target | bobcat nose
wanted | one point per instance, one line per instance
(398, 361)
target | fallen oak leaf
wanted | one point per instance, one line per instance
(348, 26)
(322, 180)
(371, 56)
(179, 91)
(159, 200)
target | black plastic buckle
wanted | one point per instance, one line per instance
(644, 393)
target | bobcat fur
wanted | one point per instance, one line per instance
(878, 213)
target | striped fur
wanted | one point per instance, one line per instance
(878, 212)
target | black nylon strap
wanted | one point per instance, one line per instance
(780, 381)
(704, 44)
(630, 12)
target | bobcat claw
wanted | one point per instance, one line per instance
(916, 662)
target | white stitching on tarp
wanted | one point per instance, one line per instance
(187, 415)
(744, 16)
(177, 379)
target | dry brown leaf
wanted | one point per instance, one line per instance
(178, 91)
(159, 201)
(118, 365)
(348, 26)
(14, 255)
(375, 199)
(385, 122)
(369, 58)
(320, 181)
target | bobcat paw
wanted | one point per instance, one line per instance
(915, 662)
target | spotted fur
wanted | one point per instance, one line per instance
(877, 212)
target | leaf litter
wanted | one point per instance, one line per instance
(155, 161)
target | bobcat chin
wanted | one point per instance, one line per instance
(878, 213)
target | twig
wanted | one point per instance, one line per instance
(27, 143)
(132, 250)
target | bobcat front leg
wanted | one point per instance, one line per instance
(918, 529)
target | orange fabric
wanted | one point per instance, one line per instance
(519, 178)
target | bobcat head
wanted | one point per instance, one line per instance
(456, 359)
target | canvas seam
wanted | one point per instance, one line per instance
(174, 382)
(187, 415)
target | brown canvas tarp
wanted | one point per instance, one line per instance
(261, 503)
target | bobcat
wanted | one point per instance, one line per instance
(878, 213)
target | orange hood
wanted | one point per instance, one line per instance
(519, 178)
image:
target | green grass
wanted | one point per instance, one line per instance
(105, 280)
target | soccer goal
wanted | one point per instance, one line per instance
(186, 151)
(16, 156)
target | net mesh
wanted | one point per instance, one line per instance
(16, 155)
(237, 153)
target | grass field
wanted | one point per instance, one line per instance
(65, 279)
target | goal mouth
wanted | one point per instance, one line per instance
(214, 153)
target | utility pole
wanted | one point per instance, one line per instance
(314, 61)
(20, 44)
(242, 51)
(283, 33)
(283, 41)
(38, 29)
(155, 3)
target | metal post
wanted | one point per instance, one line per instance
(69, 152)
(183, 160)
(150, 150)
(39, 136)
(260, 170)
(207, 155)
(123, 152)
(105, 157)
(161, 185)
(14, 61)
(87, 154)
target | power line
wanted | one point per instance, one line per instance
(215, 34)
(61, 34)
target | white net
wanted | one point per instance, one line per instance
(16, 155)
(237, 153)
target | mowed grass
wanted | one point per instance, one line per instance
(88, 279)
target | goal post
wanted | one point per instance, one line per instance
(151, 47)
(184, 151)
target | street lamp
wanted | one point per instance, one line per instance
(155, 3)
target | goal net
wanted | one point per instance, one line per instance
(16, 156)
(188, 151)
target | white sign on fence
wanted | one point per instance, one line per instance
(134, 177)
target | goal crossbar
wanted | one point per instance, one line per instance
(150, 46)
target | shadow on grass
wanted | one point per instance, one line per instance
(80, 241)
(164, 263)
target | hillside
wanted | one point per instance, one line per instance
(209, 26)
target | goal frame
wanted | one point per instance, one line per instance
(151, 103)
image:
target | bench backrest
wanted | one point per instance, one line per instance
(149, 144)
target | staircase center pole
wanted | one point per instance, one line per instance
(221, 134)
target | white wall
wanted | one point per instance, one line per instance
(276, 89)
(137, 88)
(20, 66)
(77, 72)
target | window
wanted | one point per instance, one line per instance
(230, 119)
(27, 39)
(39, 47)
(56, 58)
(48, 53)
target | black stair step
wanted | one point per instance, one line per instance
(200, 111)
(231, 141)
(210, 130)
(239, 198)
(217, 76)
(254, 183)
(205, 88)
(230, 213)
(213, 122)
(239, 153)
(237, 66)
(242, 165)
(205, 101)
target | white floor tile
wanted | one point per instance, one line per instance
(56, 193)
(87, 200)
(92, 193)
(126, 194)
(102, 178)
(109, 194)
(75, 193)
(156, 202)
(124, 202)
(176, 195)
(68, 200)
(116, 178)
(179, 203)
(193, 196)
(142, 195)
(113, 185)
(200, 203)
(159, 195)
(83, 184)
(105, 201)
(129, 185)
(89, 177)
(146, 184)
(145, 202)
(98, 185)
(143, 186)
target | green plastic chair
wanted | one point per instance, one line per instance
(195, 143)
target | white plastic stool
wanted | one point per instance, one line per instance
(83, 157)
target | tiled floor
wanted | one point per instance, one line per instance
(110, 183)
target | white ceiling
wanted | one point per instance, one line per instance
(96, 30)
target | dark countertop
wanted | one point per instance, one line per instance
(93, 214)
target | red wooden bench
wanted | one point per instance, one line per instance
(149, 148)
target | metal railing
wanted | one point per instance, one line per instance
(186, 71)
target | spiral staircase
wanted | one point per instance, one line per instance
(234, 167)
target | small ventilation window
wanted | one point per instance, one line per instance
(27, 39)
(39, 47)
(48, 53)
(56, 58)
* * * * *
Assigned task: Each record above is to be written out again exactly.

Solution to this task:
target | bobcat nose
wanted | one point per instance, one line per instance
(398, 361)
target | fallen oak leaf
wanted | one point per instance, one line per instance
(348, 26)
(322, 180)
(371, 56)
(179, 91)
(159, 200)
target | black plastic buckle
wanted | one point per instance, one line per instance
(644, 393)
target | bobcat fur
wanted | one point per instance, one line per instance
(878, 213)
target | striped fur
wanted | one point per instance, one line per instance
(878, 212)
target | black nylon strap
wanted | one point per instance, one line per instance
(780, 381)
(704, 44)
(630, 12)
target | bobcat claw
wanted | one point per instance, one line per instance
(916, 662)
target | white stitching on tarp
wanted | one point per instance, one line per instance
(187, 415)
(744, 16)
(177, 379)
target | dry brown leaf
wanted | one point per instance, one line per instance
(178, 91)
(159, 201)
(118, 365)
(348, 26)
(14, 255)
(375, 199)
(385, 122)
(369, 58)
(320, 181)
target | bobcat paw
wanted | one point per instance, one line per instance
(915, 662)
target | spotted fur
wanted | one point per instance, one line per instance
(877, 212)
target | leaf litter
wanted | one point per instance, one line per instance
(155, 161)
target | bobcat chin
wanted | one point per instance, one line per instance
(878, 213)
target | twig
wanted | one point per instance, one line per instance
(27, 143)
(132, 250)
target | bobcat front leg
wanted | one point per instance, one line per instance
(918, 529)
target | orange fabric
wanted | one point per instance, one line per instance
(519, 178)
target | bobcat head
wanted | one point per instance, one line per instance
(456, 359)
target | canvas seam
wanted | one point per instance, one line per instance
(174, 382)
(187, 415)
target | brown canvas tarp
wanted | one point per instance, one line per instance
(261, 503)
target | bobcat
wanted | one point per instance, one line per instance
(878, 213)
target | orange hood
wanted | one point per instance, one line per instance
(519, 178)
image:
target | green grass
wanted | one point per instance, one line per instance
(105, 280)
target | soccer goal
wanted | one point per instance, one line per instance
(186, 151)
(16, 156)
target | net mesh
wanted | one point per instance, one line per instance
(16, 155)
(237, 153)
target | grass field
wanted | one point per instance, one line per instance
(65, 279)
target | goal mouth
wanted | one point per instance, one line per instance
(214, 153)
target | utility pole
wanted | one point per instance, one line per instance
(314, 61)
(20, 44)
(242, 51)
(283, 33)
(283, 41)
(38, 29)
(155, 3)
target | metal post
wanted | one point per instance, one line per instance
(69, 152)
(183, 160)
(150, 150)
(39, 136)
(260, 170)
(207, 155)
(123, 152)
(105, 157)
(161, 185)
(14, 61)
(87, 154)
target | power line
wanted | one point per instance, one line per instance
(215, 34)
(61, 34)
target | white net
wanted | one point per instance, one line per instance
(16, 155)
(237, 153)
target | mowed grass
wanted | one point per instance, one line per instance
(88, 279)
target | goal post
wanted | one point per instance, one line per instance
(151, 47)
(184, 151)
target | street lamp
wanted | one point per instance, one line per instance
(155, 3)
target | goal net
wanted | one point per instance, one line per instance
(16, 156)
(188, 151)
target | white sign on fence
wanted | one point per instance, one line per instance
(134, 177)
target | goal crossbar
wanted | one point per instance, one line per instance
(150, 46)
target | shadow on grass
wanted | one point per instance, one line per instance
(80, 241)
(164, 263)
target | hillside
wanted | one point per instance, one line per instance
(209, 26)
target | goal frame
wanted | one point per instance, one line per instance
(151, 103)
image:
target | bench backrest
wanted | one point per instance, one line per instance
(149, 144)
target | staircase center pole
wanted | one point per instance, one line per instance
(221, 134)
target | white wall
wanted | one point per instance, one line per instance
(276, 89)
(137, 88)
(20, 66)
(77, 72)
target | window
wanted | one point per instance, one line per instance
(230, 119)
(27, 39)
(39, 47)
(56, 58)
(48, 53)
target | black stair step
wanted | one point per instance, one line per instance
(200, 111)
(231, 141)
(210, 130)
(239, 198)
(217, 76)
(254, 183)
(205, 88)
(230, 213)
(213, 122)
(239, 153)
(237, 66)
(242, 165)
(205, 101)
target | white floor tile
wanted | one point per instance, one line per instance
(56, 193)
(87, 200)
(92, 193)
(126, 194)
(102, 178)
(109, 194)
(75, 193)
(156, 202)
(124, 202)
(176, 195)
(68, 200)
(116, 178)
(179, 203)
(193, 196)
(142, 195)
(113, 185)
(200, 203)
(159, 195)
(83, 184)
(105, 201)
(129, 185)
(89, 177)
(146, 184)
(145, 202)
(98, 185)
(143, 186)
target | green plastic chair
wanted | one point per instance, one line per instance
(195, 143)
target | white plastic stool
wanted | one point per instance, one line per instance
(83, 157)
target | tiled floor
wanted | one point per instance, one line per instance
(110, 183)
target | white ceiling
wanted | one point per instance, one line per instance
(96, 30)
target | dark countertop
wanted | one point per instance, one line per instance
(93, 214)
target | red wooden bench
wanted | one point per instance, one line per instance
(149, 148)
target | metal railing
wanted | one point per instance, one line per instance
(186, 71)
target | spiral staircase
wanted | one point per instance, one line per instance
(234, 167)
target | small ventilation window
wanted | one point per instance, one line per instance
(27, 39)
(39, 47)
(48, 53)
(56, 58)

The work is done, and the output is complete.